== Excerpted text ==
San Antonio – Megan Eyden’s voice wavers when she talks about what she said was one of the hardest decisions she has ever had to make.
“It’s hard for me to imagine my life without being in the classroom,” Eyden said Wednesday, two days after she resigned from her job as a choir teacher at Clark High School.
After 10 years of teaching, seven of them at Clark, Eyden said she had to leave the job she loves in order to protect the people she loves. With a diabetic son and an asthmatic daughter, Eyden worries what would happen if she brought home the coronavirus from school.
While she considered trying to get a waiver to teach from home, which Northside ISD is offering to staff who have underlying conditions or who live with someone who does, Eyden said, “I just felt like time was running out for me to make a choice that would allow me to find something in the meantime, you know, before school starts again, before my last paycheck comes. Basically to make sure that they have a way to provide for my kids.”
As debate and confusion over plans to reopen schools continue, teachers and other education staff are having to prepare for what a return to campus would mean for them. Eyden said she knows of a dozen other teachers in the San Antonio area who are resigning or plan to resign.
“I probably know proportionately more teachers than most people do, but I feel like that’s a lot,” Eyden said.
Pamela Bogacz, a special education paraprofessional at Fort Sam Houston ISD, faced a similar dilemma to Eyden’s when it came to her parents, with whom she lives.
“So it was a very tough decision because I do love working with the kids, but I can’t risk my parents’ health,” Bogacz said.
As new cases of COVID-19 continue to roll in in Bexar County, neither of the women feel comfortable with returning to a class full of kids at the moment.
“So trying to follow the CDC guidelines of six foot of distancing – and, for singers, 10 feet of distancing – I really only have space for about 10 to 15 kids at the very, very most to make it safe,” Eyden said.
While both of their districts plan to conduct classes via remote learning until at least after Sept. 7, the Texas Education Agency is allowing districts to limit instruction to remote learning for up to eight weeks. After that, the district has to allow students back on campus.
On Tuesday, the agency said districts that limited to class to remote learning only because of local orders, like what San Antonio has, risked their funding.
Though the news came after Eyden’s resignation, she said it reaffirmed her decision.
“I kind of think TEA has forced the hand of the district. And, you know, the district doesn’t really have a say at that point. And I think that’s really unfortunate because the I think the decision needs to come down to what do the numbers look like in your particular area,” Eyden said.

== Stored data ==
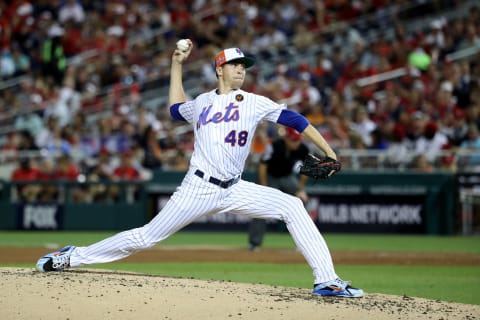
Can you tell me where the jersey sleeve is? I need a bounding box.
[256,95,287,122]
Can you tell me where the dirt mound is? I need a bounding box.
[0,268,480,320]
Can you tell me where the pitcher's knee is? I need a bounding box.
[132,227,158,250]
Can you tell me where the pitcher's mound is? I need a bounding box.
[0,268,480,320]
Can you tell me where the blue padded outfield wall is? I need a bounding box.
[0,172,459,234]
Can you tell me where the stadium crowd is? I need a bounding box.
[0,0,480,201]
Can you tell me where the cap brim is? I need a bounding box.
[226,57,255,68]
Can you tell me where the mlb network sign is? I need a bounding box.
[17,204,62,230]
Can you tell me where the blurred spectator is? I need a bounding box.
[87,149,117,202]
[112,151,141,181]
[410,154,433,173]
[10,158,41,202]
[58,0,85,23]
[138,126,163,170]
[415,121,448,164]
[350,106,377,147]
[460,124,480,168]
[386,124,413,168]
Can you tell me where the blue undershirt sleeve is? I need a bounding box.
[277,109,310,133]
[170,103,187,122]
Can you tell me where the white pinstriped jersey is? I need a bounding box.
[179,89,286,180]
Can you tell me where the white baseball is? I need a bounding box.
[177,39,190,52]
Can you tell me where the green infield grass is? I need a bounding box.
[0,232,480,305]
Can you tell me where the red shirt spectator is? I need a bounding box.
[113,151,140,181]
[11,159,40,181]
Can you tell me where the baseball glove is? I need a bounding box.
[300,153,342,179]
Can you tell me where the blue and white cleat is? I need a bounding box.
[312,278,363,298]
[37,246,75,272]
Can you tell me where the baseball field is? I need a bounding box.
[0,231,480,320]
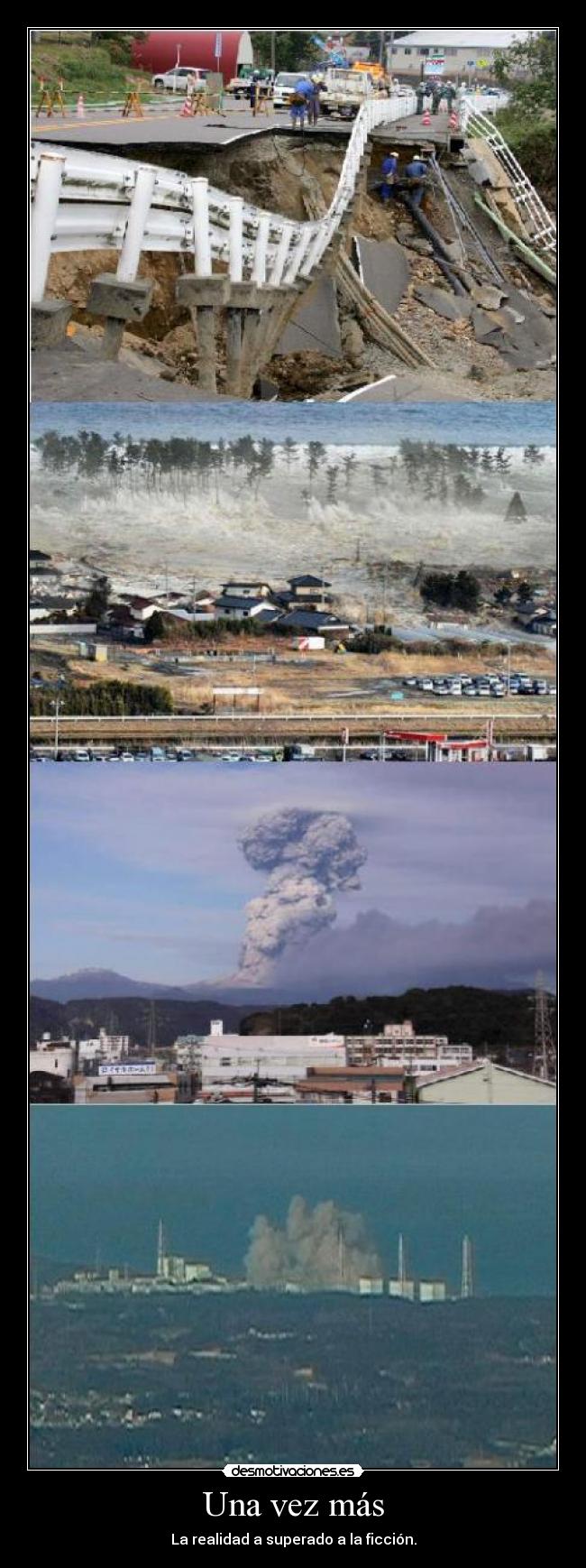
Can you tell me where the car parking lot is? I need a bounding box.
[397,669,558,697]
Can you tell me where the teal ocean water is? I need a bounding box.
[32,1105,554,1296]
[32,400,556,447]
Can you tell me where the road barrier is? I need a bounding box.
[459,96,558,262]
[32,94,416,397]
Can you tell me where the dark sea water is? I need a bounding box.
[32,1105,554,1296]
[32,400,556,447]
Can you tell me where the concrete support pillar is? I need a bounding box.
[251,284,302,386]
[224,282,261,397]
[87,170,157,359]
[87,272,153,359]
[224,306,243,397]
[30,153,74,348]
[176,272,229,397]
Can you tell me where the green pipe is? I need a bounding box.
[475,195,558,284]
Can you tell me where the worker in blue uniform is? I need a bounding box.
[380,152,399,207]
[404,159,429,207]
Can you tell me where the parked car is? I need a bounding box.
[152,66,210,93]
[272,70,304,108]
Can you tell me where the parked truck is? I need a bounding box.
[320,69,380,119]
[224,66,274,98]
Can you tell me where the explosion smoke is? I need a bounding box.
[244,1198,384,1290]
[238,807,367,984]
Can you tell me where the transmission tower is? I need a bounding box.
[461,1236,475,1302]
[397,1232,407,1296]
[533,973,556,1079]
[157,1220,164,1279]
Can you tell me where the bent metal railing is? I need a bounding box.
[30,94,416,395]
[459,97,558,262]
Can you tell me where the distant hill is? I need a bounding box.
[32,969,197,1002]
[30,988,251,1046]
[243,986,554,1052]
[30,971,554,1056]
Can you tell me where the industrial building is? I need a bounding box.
[346,1018,473,1077]
[296,1065,406,1105]
[387,27,531,81]
[77,1028,130,1066]
[416,1058,556,1105]
[199,1019,346,1101]
[74,1060,196,1105]
[28,1035,75,1079]
[133,27,254,81]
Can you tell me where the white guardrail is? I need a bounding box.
[459,94,558,259]
[32,94,416,304]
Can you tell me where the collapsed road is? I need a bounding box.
[32,97,556,401]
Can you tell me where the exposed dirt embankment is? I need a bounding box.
[47,134,554,400]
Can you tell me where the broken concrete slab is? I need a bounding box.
[470,282,508,310]
[354,234,410,315]
[409,238,434,255]
[414,284,472,321]
[469,159,490,185]
[274,276,342,359]
[30,300,74,348]
[472,287,556,370]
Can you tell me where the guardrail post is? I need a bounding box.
[225,196,244,397]
[87,170,157,359]
[176,177,227,397]
[30,152,74,348]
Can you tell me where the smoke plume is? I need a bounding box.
[238,807,367,984]
[244,1198,382,1290]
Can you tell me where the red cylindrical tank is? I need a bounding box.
[132,27,252,81]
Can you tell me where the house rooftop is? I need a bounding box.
[395,27,531,49]
[288,572,332,588]
[279,610,350,632]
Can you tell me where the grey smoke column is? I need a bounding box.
[238,807,367,984]
[244,1198,384,1290]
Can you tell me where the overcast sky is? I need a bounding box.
[32,763,554,996]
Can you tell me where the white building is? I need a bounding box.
[28,1039,75,1079]
[346,1018,473,1077]
[387,27,531,81]
[199,1019,346,1099]
[77,1028,130,1066]
[420,1279,448,1302]
[417,1060,556,1105]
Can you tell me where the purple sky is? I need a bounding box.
[32,763,556,996]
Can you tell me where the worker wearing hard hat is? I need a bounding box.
[380,152,399,207]
[307,72,325,125]
[404,155,429,207]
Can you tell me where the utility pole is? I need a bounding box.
[533,973,556,1079]
[461,1236,475,1302]
[389,27,395,77]
[50,697,61,762]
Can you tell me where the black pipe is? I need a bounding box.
[434,255,469,298]
[403,196,452,262]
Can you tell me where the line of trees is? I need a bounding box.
[30,680,174,718]
[36,429,545,510]
[420,571,480,614]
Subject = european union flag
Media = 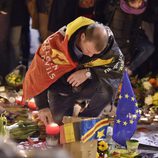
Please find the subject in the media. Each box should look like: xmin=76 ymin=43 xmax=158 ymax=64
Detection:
xmin=113 ymin=71 xmax=140 ymax=146
xmin=80 ymin=118 xmax=109 ymax=143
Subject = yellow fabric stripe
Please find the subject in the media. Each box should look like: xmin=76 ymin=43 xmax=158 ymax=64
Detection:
xmin=81 ymin=118 xmax=109 ymax=142
xmin=66 ymin=16 xmax=95 ymax=39
xmin=84 ymin=57 xmax=113 ymax=67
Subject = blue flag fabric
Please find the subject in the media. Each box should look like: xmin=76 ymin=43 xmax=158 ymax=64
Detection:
xmin=80 ymin=118 xmax=109 ymax=143
xmin=113 ymin=71 xmax=140 ymax=146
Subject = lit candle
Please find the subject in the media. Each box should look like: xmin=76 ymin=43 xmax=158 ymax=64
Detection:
xmin=27 ymin=98 xmax=37 ymax=110
xmin=46 ymin=123 xmax=60 ymax=135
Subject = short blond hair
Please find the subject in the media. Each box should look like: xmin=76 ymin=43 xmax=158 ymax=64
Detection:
xmin=84 ymin=23 xmax=108 ymax=51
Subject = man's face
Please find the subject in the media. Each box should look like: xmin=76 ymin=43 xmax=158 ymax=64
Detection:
xmin=80 ymin=33 xmax=100 ymax=57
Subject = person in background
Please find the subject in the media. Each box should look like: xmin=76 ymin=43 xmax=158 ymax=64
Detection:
xmin=48 ymin=0 xmax=79 ymax=34
xmin=0 ymin=0 xmax=12 ymax=82
xmin=96 ymin=0 xmax=154 ymax=75
xmin=36 ymin=0 xmax=52 ymax=42
xmin=10 ymin=0 xmax=28 ymax=69
xmin=23 ymin=17 xmax=124 ymax=125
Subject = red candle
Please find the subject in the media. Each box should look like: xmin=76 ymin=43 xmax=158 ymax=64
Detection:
xmin=46 ymin=123 xmax=60 ymax=135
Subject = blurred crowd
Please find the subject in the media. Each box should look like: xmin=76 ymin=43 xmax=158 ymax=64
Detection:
xmin=0 ymin=0 xmax=158 ymax=80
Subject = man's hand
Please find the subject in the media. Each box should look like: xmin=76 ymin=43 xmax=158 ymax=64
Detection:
xmin=38 ymin=108 xmax=53 ymax=125
xmin=67 ymin=69 xmax=88 ymax=87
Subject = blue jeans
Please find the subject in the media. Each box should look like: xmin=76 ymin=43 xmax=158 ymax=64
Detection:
xmin=0 ymin=14 xmax=10 ymax=77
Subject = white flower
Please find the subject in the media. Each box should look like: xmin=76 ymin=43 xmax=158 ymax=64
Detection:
xmin=144 ymin=95 xmax=153 ymax=105
xmin=143 ymin=81 xmax=152 ymax=90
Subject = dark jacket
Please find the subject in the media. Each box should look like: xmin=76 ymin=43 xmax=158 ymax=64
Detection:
xmin=0 ymin=0 xmax=12 ymax=12
xmin=32 ymin=17 xmax=124 ymax=108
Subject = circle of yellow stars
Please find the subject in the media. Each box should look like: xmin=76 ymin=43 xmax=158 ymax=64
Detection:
xmin=116 ymin=93 xmax=141 ymax=126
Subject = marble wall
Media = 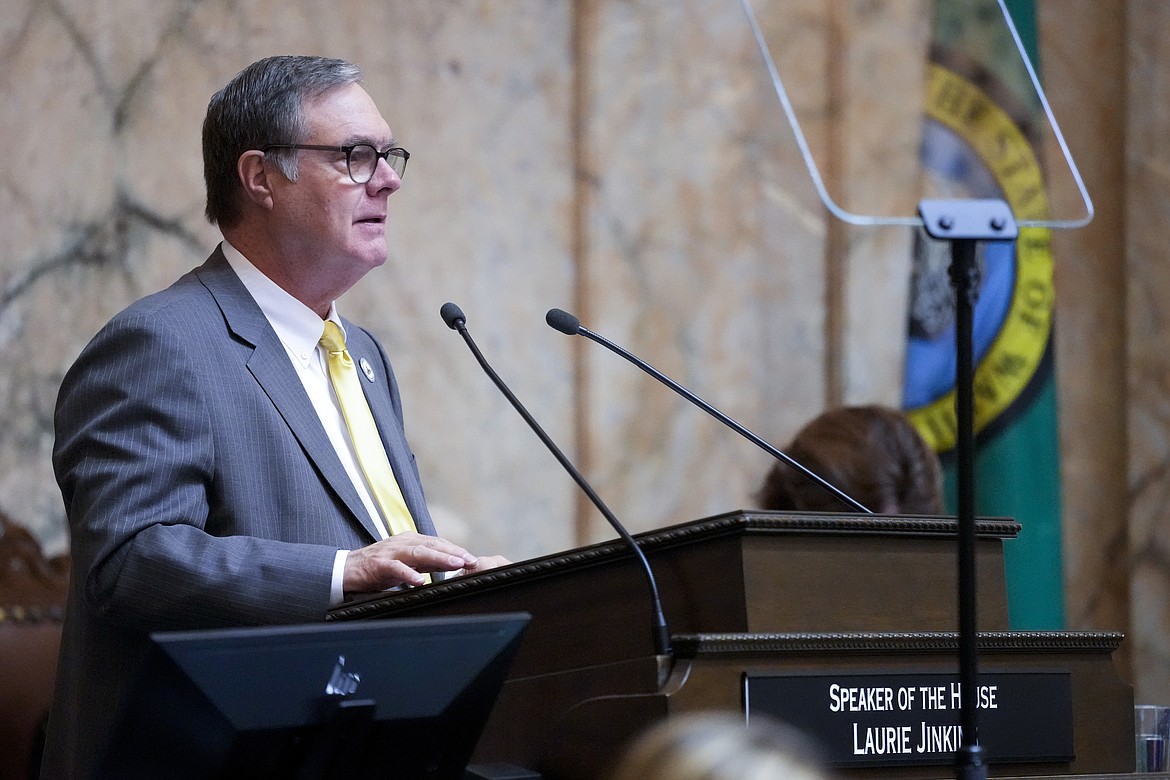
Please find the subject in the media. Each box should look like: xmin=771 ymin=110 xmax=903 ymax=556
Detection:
xmin=0 ymin=0 xmax=1170 ymax=702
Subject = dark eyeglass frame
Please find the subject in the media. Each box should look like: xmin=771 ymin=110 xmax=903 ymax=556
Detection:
xmin=260 ymin=144 xmax=411 ymax=184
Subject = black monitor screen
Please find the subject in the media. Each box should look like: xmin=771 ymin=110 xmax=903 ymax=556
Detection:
xmin=97 ymin=613 xmax=529 ymax=780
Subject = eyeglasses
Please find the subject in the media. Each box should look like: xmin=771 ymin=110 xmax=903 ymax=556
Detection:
xmin=260 ymin=144 xmax=411 ymax=184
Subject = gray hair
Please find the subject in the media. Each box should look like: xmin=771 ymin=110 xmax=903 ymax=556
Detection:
xmin=204 ymin=55 xmax=362 ymax=228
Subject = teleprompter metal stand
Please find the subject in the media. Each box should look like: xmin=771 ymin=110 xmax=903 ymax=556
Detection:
xmin=918 ymin=200 xmax=1019 ymax=780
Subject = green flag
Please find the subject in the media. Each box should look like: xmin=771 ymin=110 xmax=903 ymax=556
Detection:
xmin=903 ymin=0 xmax=1064 ymax=630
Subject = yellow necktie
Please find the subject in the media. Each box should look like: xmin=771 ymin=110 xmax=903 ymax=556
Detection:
xmin=321 ymin=320 xmax=418 ymax=536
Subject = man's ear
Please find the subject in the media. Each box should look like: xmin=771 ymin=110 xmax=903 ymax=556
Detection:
xmin=235 ymin=149 xmax=273 ymax=209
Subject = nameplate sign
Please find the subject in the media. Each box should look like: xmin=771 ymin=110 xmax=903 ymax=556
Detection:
xmin=743 ymin=671 xmax=1075 ymax=766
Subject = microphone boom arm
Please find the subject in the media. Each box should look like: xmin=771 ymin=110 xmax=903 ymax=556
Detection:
xmin=440 ymin=303 xmax=673 ymax=656
xmin=545 ymin=309 xmax=873 ymax=515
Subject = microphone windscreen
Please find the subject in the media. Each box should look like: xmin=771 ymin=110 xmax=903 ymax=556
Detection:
xmin=544 ymin=309 xmax=581 ymax=336
xmin=439 ymin=301 xmax=467 ymax=330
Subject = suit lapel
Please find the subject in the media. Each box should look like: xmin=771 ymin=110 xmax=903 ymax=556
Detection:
xmin=198 ymin=248 xmax=380 ymax=540
xmin=345 ymin=320 xmax=436 ymax=536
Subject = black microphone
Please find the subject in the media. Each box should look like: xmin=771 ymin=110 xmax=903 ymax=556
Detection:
xmin=544 ymin=309 xmax=873 ymax=515
xmin=439 ymin=302 xmax=672 ymax=656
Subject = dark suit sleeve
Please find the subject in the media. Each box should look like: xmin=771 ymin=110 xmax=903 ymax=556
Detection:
xmin=54 ymin=308 xmax=338 ymax=630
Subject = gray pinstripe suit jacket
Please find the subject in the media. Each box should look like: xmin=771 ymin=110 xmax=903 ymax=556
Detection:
xmin=42 ymin=249 xmax=434 ymax=778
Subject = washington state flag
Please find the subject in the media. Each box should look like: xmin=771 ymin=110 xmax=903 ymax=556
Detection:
xmin=903 ymin=0 xmax=1064 ymax=630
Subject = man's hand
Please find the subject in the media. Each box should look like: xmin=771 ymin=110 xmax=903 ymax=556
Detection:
xmin=461 ymin=555 xmax=511 ymax=574
xmin=342 ymin=531 xmax=483 ymax=594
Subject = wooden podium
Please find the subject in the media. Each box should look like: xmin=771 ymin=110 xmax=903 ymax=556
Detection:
xmin=330 ymin=511 xmax=1134 ymax=780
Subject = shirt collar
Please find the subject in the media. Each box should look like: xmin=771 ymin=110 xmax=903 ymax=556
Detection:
xmin=222 ymin=239 xmax=345 ymax=360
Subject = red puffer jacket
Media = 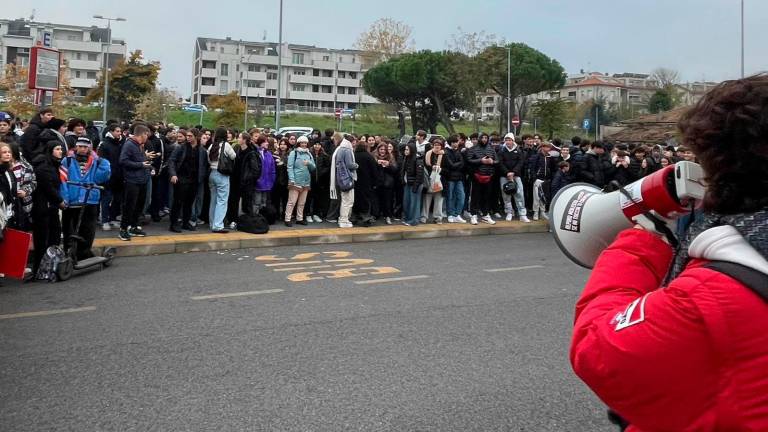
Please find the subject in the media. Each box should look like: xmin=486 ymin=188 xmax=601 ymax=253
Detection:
xmin=571 ymin=227 xmax=768 ymax=432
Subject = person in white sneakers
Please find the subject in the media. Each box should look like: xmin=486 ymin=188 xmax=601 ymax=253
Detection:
xmin=499 ymin=132 xmax=530 ymax=222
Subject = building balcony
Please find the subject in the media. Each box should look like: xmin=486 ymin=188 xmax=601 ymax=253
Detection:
xmin=336 ymin=78 xmax=360 ymax=88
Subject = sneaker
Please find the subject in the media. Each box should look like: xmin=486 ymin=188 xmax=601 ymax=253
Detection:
xmin=128 ymin=227 xmax=147 ymax=237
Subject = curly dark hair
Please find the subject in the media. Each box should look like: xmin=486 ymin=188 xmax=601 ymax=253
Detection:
xmin=678 ymin=74 xmax=768 ymax=214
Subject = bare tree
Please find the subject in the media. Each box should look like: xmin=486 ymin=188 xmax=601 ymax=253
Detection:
xmin=356 ymin=18 xmax=413 ymax=63
xmin=651 ymin=67 xmax=680 ymax=89
xmin=445 ymin=27 xmax=506 ymax=57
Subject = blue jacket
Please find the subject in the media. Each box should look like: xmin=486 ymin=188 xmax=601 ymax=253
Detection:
xmin=59 ymin=152 xmax=112 ymax=205
xmin=288 ymin=150 xmax=315 ymax=187
xmin=120 ymin=138 xmax=149 ymax=184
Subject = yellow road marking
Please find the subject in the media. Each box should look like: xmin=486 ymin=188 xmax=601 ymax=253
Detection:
xmin=190 ymin=289 xmax=283 ymax=300
xmin=0 ymin=306 xmax=96 ymax=320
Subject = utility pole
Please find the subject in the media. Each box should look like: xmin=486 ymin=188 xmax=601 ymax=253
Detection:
xmin=275 ymin=0 xmax=283 ymax=131
xmin=93 ymin=15 xmax=125 ymax=125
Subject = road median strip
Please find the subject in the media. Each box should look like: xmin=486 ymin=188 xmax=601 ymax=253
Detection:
xmin=93 ymin=222 xmax=547 ymax=256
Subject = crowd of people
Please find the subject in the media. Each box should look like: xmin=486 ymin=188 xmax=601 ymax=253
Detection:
xmin=0 ymin=108 xmax=693 ymax=278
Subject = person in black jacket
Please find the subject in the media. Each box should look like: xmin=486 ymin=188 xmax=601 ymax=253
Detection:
xmin=444 ymin=135 xmax=467 ymax=223
xmin=499 ymin=132 xmax=530 ymax=222
xmin=400 ymin=141 xmax=424 ymax=226
xmin=97 ymin=122 xmax=123 ymax=231
xmin=118 ymin=124 xmax=152 ymax=241
xmin=230 ymin=132 xmax=261 ymax=218
xmin=32 ymin=139 xmax=66 ymax=274
xmin=376 ymin=142 xmax=400 ymax=225
xmin=168 ymin=128 xmax=208 ymax=232
xmin=306 ymin=140 xmax=331 ymax=223
xmin=467 ymin=133 xmax=499 ymax=225
xmin=19 ymin=107 xmax=54 ymax=166
xmin=352 ymin=139 xmax=379 ymax=226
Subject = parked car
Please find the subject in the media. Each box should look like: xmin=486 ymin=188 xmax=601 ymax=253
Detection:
xmin=181 ymin=104 xmax=208 ymax=112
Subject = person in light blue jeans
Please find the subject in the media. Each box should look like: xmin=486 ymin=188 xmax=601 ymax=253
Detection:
xmin=208 ymin=128 xmax=237 ymax=233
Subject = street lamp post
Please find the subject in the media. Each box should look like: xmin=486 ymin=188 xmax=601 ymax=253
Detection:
xmin=93 ymin=15 xmax=125 ymax=125
xmin=275 ymin=0 xmax=283 ymax=131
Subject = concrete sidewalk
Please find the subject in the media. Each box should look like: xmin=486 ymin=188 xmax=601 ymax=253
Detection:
xmin=93 ymin=221 xmax=547 ymax=256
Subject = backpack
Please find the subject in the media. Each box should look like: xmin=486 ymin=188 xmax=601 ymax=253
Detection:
xmin=35 ymin=245 xmax=67 ymax=282
xmin=237 ymin=214 xmax=269 ymax=234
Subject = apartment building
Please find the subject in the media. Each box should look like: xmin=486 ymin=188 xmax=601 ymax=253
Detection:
xmin=0 ymin=19 xmax=126 ymax=96
xmin=192 ymin=38 xmax=378 ymax=112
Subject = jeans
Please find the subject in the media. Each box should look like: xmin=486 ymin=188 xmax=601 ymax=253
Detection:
xmin=403 ymin=185 xmax=422 ymax=225
xmin=446 ymin=180 xmax=465 ymax=217
xmin=120 ymin=183 xmax=147 ymax=230
xmin=208 ymin=170 xmax=229 ymax=231
xmin=499 ymin=176 xmax=528 ymax=216
xmin=101 ymin=188 xmax=112 ymax=224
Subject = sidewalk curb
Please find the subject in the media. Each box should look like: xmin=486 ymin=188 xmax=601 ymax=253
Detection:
xmin=93 ymin=221 xmax=547 ymax=257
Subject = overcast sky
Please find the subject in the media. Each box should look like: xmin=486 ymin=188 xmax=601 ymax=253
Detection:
xmin=0 ymin=0 xmax=768 ymax=96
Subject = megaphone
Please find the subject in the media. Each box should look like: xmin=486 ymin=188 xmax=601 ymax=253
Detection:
xmin=549 ymin=161 xmax=705 ymax=268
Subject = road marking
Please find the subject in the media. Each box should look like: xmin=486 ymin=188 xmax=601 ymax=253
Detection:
xmin=190 ymin=289 xmax=283 ymax=300
xmin=0 ymin=306 xmax=96 ymax=320
xmin=483 ymin=265 xmax=544 ymax=273
xmin=355 ymin=275 xmax=430 ymax=285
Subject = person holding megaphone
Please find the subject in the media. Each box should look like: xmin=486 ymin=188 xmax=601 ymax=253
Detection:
xmin=564 ymin=74 xmax=768 ymax=431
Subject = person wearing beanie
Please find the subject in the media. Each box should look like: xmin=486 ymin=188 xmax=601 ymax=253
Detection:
xmin=64 ymin=118 xmax=87 ymax=151
xmin=32 ymin=139 xmax=66 ymax=274
xmin=59 ymin=136 xmax=112 ymax=260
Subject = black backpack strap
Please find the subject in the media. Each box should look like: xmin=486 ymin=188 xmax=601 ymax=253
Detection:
xmin=704 ymin=261 xmax=768 ymax=302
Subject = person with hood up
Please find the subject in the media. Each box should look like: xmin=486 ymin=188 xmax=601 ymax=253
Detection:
xmin=59 ymin=136 xmax=111 ymax=260
xmin=32 ymin=140 xmax=67 ymax=274
xmin=330 ymin=132 xmax=358 ymax=228
xmin=19 ymin=107 xmax=54 ymax=166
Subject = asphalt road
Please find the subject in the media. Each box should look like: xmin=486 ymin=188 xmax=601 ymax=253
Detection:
xmin=0 ymin=234 xmax=614 ymax=431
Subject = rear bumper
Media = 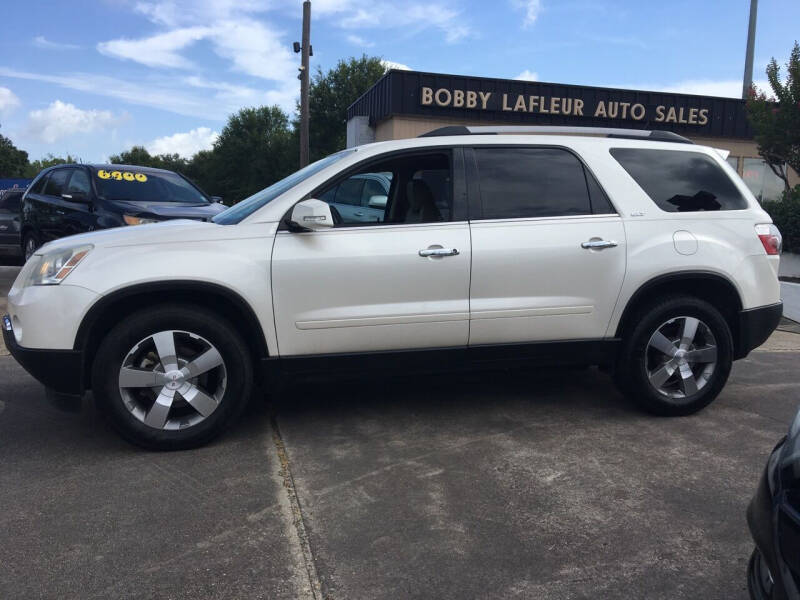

== List of tasks ==
1) Summarize the article on teachers resigning over coronavirus risks in two sentences.
2) Answer these questions from the article on teachers resigning over coronavirus risks.
(a) How many of Eyden's 10 years of teaching were spent at Clark?
(b) What distance does Eyden cite for singers under CDC guidelines?
(c) For up to how many weeks may districts limit instruction to remote learning?
The material is not needed for what follows.

== Expected responses ==
1) Megan Eyden resigned as a choir teacher at Clark High School after 10 years of teaching because she fears bringing the coronavirus home to her diabetic son and asthmatic daughter, and Pamela Bogacz, a special education paraprofessional at Fort Sam Houston ISD, made a similar choice to protect the parents she lives with. Both districts plan remote learning until at least after Sept. 7, but the Texas Education Agency allows remote-only instruction for up to eight weeks and has said districts that limit classes to remote learning because of local orders risk their funding.

2)
(a) Seven.
(b) 10 feet.
(c) Eight weeks.